RECORDS TO PROCESS:
* start *

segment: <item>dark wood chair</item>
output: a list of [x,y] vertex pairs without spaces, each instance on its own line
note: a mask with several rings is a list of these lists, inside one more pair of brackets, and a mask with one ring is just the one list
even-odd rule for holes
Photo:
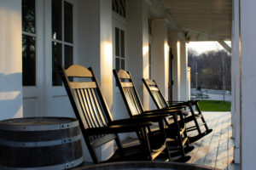
[[[179,150],[177,152],[171,153],[171,156],[177,156],[177,155],[181,156],[180,158],[177,159],[177,162],[187,162],[190,159],[190,156],[185,156],[186,152],[191,151],[194,149],[194,146],[190,146],[189,142],[187,138],[187,133],[185,131],[184,123],[183,127],[177,122],[177,114],[182,114],[180,110],[154,110],[145,111],[143,110],[143,105],[139,99],[138,94],[134,86],[131,76],[130,72],[126,72],[124,70],[119,70],[118,72],[113,70],[113,75],[116,80],[116,83],[120,90],[121,95],[123,97],[125,106],[128,110],[130,117],[138,117],[149,115],[160,115],[160,114],[168,114],[170,116],[165,117],[166,133],[166,137],[171,139],[173,139],[174,143],[176,143],[176,147],[172,147],[173,150]],[[170,114],[170,111],[172,114]],[[182,116],[183,117],[183,116]],[[173,122],[170,122],[170,119],[172,118]],[[158,130],[151,130],[153,133],[158,133]],[[172,143],[169,142],[169,144]],[[184,147],[184,146],[187,147]],[[171,151],[171,147],[170,150]]]
[[[113,140],[118,149],[105,162],[154,160],[165,150],[166,157],[170,160],[164,128],[154,136],[147,131],[152,125],[151,119],[161,120],[161,116],[113,121],[92,68],[86,69],[79,65],[67,70],[62,65],[58,68],[94,163],[103,162],[97,156],[96,149]],[[118,133],[129,132],[137,133],[140,144],[123,147]],[[155,141],[158,144],[152,144],[151,139],[159,139]]]
[[[190,127],[187,127],[187,132],[191,132],[191,131],[195,131],[196,130],[198,132],[198,134],[195,136],[189,136],[189,142],[193,143],[200,139],[201,139],[202,137],[204,137],[205,135],[210,133],[212,129],[209,129],[202,114],[201,111],[199,108],[198,103],[197,101],[193,101],[193,100],[189,100],[189,101],[179,101],[179,102],[173,102],[168,105],[168,103],[166,101],[164,96],[162,95],[161,92],[160,91],[156,82],[154,80],[151,79],[147,79],[145,80],[144,78],[143,78],[143,82],[144,83],[144,85],[146,86],[151,98],[153,99],[156,107],[158,109],[164,109],[164,108],[169,108],[169,107],[176,107],[176,106],[187,106],[189,108],[189,110],[191,112],[191,114],[188,116],[185,116],[184,118],[184,122],[186,123],[193,121],[195,122],[194,126],[190,126]],[[193,105],[195,105],[198,113],[195,113],[194,110],[193,110]],[[201,122],[200,123],[197,120],[201,119]],[[205,131],[202,132],[201,129],[201,127],[204,126],[205,127]]]

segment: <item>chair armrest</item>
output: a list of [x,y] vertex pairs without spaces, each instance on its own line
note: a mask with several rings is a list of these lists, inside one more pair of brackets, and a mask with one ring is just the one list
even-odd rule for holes
[[137,116],[133,116],[134,117],[137,118],[137,119],[141,119],[143,120],[145,122],[157,122],[160,121],[162,121],[163,119],[169,117],[170,115],[168,114],[152,114],[152,115],[144,115],[144,114],[141,114],[141,115],[137,115]]
[[109,122],[109,125],[123,125],[123,124],[134,124],[134,123],[147,123],[146,121],[140,117],[131,117],[127,119],[119,119]]
[[186,107],[189,105],[189,101],[172,101],[172,102],[167,102],[170,107]]
[[173,114],[176,114],[177,112],[179,112],[179,109],[177,110],[177,108],[164,108],[164,109],[159,109],[159,110],[146,110],[143,111],[142,115],[167,115],[167,116],[172,116]]
[[196,105],[200,100],[196,99],[196,100],[189,100],[189,102],[192,103],[192,105]]
[[109,133],[131,133],[140,130],[141,128],[152,125],[150,122],[127,123],[119,125],[110,125],[108,127],[87,128],[85,131],[88,135],[96,134],[109,134]]

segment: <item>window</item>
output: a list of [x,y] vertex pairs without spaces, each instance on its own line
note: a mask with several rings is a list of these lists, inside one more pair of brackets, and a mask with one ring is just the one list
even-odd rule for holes
[[151,44],[148,44],[148,69],[149,69],[149,78],[152,78],[152,54],[151,54]]
[[[52,85],[61,86],[57,65],[73,65],[73,4],[63,0],[52,0]],[[62,62],[63,61],[63,62]]]
[[125,69],[125,31],[115,27],[115,69]]
[[35,0],[22,0],[22,85],[36,86]]
[[112,0],[112,10],[126,17],[126,1],[125,0]]

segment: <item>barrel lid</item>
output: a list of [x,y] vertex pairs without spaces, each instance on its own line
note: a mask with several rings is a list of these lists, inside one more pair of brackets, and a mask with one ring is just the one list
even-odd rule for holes
[[25,117],[0,121],[0,130],[45,131],[72,128],[79,121],[72,117]]

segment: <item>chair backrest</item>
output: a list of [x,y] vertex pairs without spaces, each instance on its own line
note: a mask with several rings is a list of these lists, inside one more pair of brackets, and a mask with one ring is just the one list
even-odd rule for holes
[[143,82],[146,86],[148,93],[150,94],[150,96],[153,99],[156,107],[158,109],[163,109],[168,107],[168,104],[166,103],[164,96],[160,91],[154,80],[151,80],[151,79],[145,80],[144,78],[143,78]]
[[98,163],[101,159],[95,149],[113,139],[119,140],[119,138],[117,134],[90,136],[86,133],[89,128],[106,127],[113,120],[94,71],[92,68],[86,69],[79,65],[71,65],[67,70],[59,65],[59,71],[88,150],[94,162]]
[[130,116],[142,114],[144,110],[129,71],[113,71]]

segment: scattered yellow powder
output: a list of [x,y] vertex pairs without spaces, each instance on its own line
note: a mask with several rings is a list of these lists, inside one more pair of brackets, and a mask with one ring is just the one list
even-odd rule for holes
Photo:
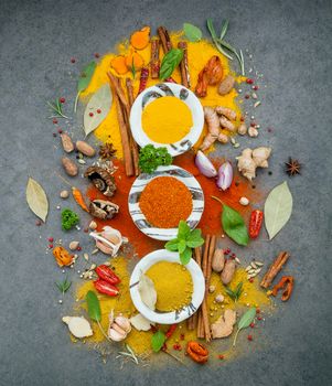
[[[173,45],[176,46],[178,42],[183,39],[181,33],[172,33],[171,40],[173,42]],[[99,64],[96,67],[96,71],[94,73],[93,79],[87,87],[87,89],[82,93],[81,97],[84,99],[87,99],[90,97],[93,93],[95,93],[101,85],[105,83],[108,83],[107,72],[113,71],[110,67],[110,62],[114,57],[117,55],[127,55],[130,52],[130,46],[128,42],[120,43],[117,46],[116,53],[109,53],[106,54],[99,62]],[[150,44],[147,46],[147,49],[141,50],[140,55],[143,57],[144,64],[148,65],[150,62],[150,55],[151,55],[151,47]],[[162,50],[160,50],[160,57],[162,58]],[[229,69],[229,63],[228,60],[223,56],[215,47],[214,45],[206,41],[202,40],[201,42],[188,42],[188,57],[189,57],[189,68],[190,68],[190,77],[191,77],[191,89],[194,90],[196,83],[197,83],[197,76],[200,71],[204,67],[206,62],[210,60],[211,56],[218,55],[224,69],[224,76],[231,73]],[[115,75],[117,75],[115,73]],[[128,72],[126,75],[121,76],[124,79],[126,77],[132,78],[132,75],[130,72]],[[172,77],[175,82],[181,83],[181,76],[179,69],[175,69]],[[243,82],[244,77],[237,77],[237,82]],[[151,79],[149,77],[148,86],[150,87],[156,83],[159,83],[159,79]],[[125,88],[125,82],[122,83],[122,86]],[[136,78],[133,81],[133,89],[135,94],[137,94],[139,87],[139,73],[136,75]],[[217,94],[217,87],[210,86],[207,89],[207,96],[205,98],[201,98],[201,103],[203,106],[225,106],[233,108],[236,112],[238,118],[240,117],[240,109],[239,106],[236,104],[237,93],[235,89],[233,89],[229,94],[225,96],[221,96]],[[113,142],[115,149],[117,149],[117,157],[119,159],[122,158],[122,147],[121,147],[121,137],[119,131],[119,125],[117,120],[117,111],[116,106],[113,104],[111,109],[106,117],[106,119],[100,124],[100,126],[94,131],[97,139],[99,139],[101,142]],[[204,132],[196,143],[196,147],[199,143],[201,143],[203,136],[206,133],[206,127],[204,127]],[[213,147],[210,149],[213,150]]]
[[153,281],[157,291],[157,310],[175,311],[191,302],[193,281],[185,266],[159,261],[150,267],[146,275]]
[[173,96],[154,99],[143,109],[142,128],[154,142],[178,142],[190,132],[192,126],[190,108]]

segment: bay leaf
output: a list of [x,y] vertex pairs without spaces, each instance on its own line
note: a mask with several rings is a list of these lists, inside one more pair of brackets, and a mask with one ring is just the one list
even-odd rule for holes
[[[99,87],[90,97],[84,111],[84,131],[88,136],[107,117],[113,103],[113,95],[108,84]],[[90,116],[90,112],[93,116]]]
[[25,195],[31,211],[45,223],[49,213],[49,200],[42,185],[31,176],[28,180]]
[[138,283],[138,291],[142,302],[149,307],[150,310],[154,311],[157,303],[157,291],[153,281],[147,277],[147,275],[141,275]]
[[265,202],[265,226],[270,239],[283,228],[291,216],[291,212],[292,195],[285,181],[269,193]]
[[183,32],[190,42],[199,42],[202,39],[202,31],[191,23],[183,23]]

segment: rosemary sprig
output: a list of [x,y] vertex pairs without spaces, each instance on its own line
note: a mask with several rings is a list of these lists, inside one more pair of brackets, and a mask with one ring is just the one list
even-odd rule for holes
[[234,302],[237,302],[237,300],[239,299],[242,292],[243,292],[243,281],[240,281],[235,290],[233,291],[231,288],[226,287],[225,288],[225,291],[226,293],[228,294],[228,297],[234,301]]
[[238,63],[239,63],[239,66],[240,66],[240,73],[242,75],[245,75],[245,60],[244,60],[244,55],[243,55],[243,52],[242,50],[239,50],[238,52],[234,49],[234,46],[232,46],[229,43],[225,42],[224,41],[224,37],[226,36],[226,33],[227,33],[227,30],[228,30],[228,20],[226,20],[222,26],[222,31],[221,31],[221,36],[219,39],[216,36],[216,33],[215,33],[215,29],[213,26],[213,22],[211,19],[207,19],[206,21],[207,23],[207,29],[208,29],[208,32],[211,34],[211,37],[216,46],[216,49],[222,53],[224,54],[226,57],[233,60],[233,57],[224,50],[228,50],[231,51],[237,58]]
[[62,294],[65,294],[65,292],[67,292],[67,290],[71,288],[72,281],[68,281],[68,277],[66,277],[64,281],[55,281],[55,286],[58,288]]
[[51,101],[47,100],[47,105],[51,107],[51,110],[55,114],[55,115],[53,115],[53,116],[51,116],[51,117],[49,117],[49,118],[58,118],[58,117],[61,117],[61,118],[66,118],[66,119],[68,119],[68,117],[65,116],[65,115],[63,114],[63,111],[62,111],[62,104],[60,103],[60,99],[58,99],[58,98],[55,99],[54,103],[51,103]]

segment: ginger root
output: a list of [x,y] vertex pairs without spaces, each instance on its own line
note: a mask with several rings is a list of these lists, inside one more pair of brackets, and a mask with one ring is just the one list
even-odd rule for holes
[[245,149],[237,157],[238,171],[249,181],[255,179],[257,168],[268,168],[268,158],[270,157],[271,148]]
[[236,312],[234,310],[227,309],[224,314],[211,325],[212,337],[226,337],[233,332],[233,326],[236,322]]

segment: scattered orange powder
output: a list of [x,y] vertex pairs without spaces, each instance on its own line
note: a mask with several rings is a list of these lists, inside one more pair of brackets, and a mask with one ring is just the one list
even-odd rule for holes
[[142,191],[139,206],[148,222],[158,228],[175,228],[193,208],[192,195],[183,182],[173,176],[158,176]]

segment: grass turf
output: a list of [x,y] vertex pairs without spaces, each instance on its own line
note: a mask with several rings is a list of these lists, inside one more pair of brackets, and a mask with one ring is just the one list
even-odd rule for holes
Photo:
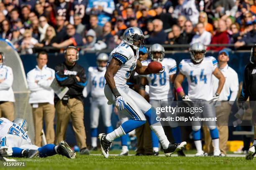
[[[93,152],[93,153],[99,153]],[[111,152],[110,153],[113,153]],[[46,158],[18,158],[25,161],[26,167],[3,167],[0,169],[31,170],[252,170],[256,169],[256,159],[248,161],[243,157],[118,157],[77,155],[74,160],[56,155]]]

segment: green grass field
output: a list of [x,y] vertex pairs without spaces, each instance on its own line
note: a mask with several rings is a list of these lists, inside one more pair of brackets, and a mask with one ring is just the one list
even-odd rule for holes
[[[110,151],[110,154],[119,152]],[[248,161],[244,157],[165,157],[163,156],[118,157],[110,156],[108,159],[97,155],[81,155],[77,154],[74,160],[56,155],[45,158],[16,159],[25,161],[24,168],[3,167],[0,162],[0,169],[31,170],[255,170],[256,159]],[[162,153],[161,153],[161,154]]]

* end *

AIM OF THE EXERCISE: Copy the records starting with the line with "segment: <item>chair armrest</item>" and going on through the line with "[[112,0],[112,10],[126,17],[126,1],[125,0]]", keeping every character as it stands.

OUTPUT OF THE EXERCISE:
segment: <item>chair armrest</item>
output: a list of [x,y] vertex pairs without spaces, each instance on its own line
note: a mask with several rings is a list of these lists, inside one more pair of brackets, and a mask with one ring is just the one list
even-odd rule for holes
[[137,116],[133,116],[134,117],[137,118],[137,119],[141,119],[143,120],[145,122],[157,122],[160,121],[162,121],[163,119],[169,117],[170,115],[168,114],[152,114],[152,115],[144,115],[144,114],[141,114],[141,115],[137,115]]
[[109,122],[109,125],[123,125],[123,124],[134,124],[134,123],[147,123],[146,121],[140,117],[131,117],[127,119],[119,119]]
[[186,107],[189,105],[189,101],[172,101],[172,102],[167,102],[170,107]]
[[173,114],[176,114],[177,112],[179,112],[179,109],[177,110],[177,108],[164,108],[164,109],[159,109],[159,110],[146,110],[143,111],[142,115],[167,115],[167,116],[172,116]]
[[196,105],[200,100],[196,99],[196,100],[189,100],[189,102],[192,103],[192,105]]
[[109,133],[131,133],[140,130],[141,128],[152,125],[150,122],[127,123],[119,125],[110,125],[108,127],[87,128],[85,131],[88,135],[96,134],[109,134]]

segment: <item>window</item>
output: a list of [x,y] vertex pairs without spaces, each instance on its own line
note: a mask with several rings is a list of these lists, inside one more pair of brackets, and a mask with one ring is just the one list
even-odd rule for holes
[[151,44],[148,44],[148,69],[149,69],[149,78],[152,78],[152,54],[151,54]]
[[[52,85],[61,86],[57,65],[73,65],[73,4],[63,0],[52,0]],[[62,62],[63,61],[63,62]]]
[[125,69],[125,31],[115,27],[115,69]]
[[35,0],[22,0],[22,85],[36,86]]
[[112,0],[112,10],[126,17],[126,1],[125,0]]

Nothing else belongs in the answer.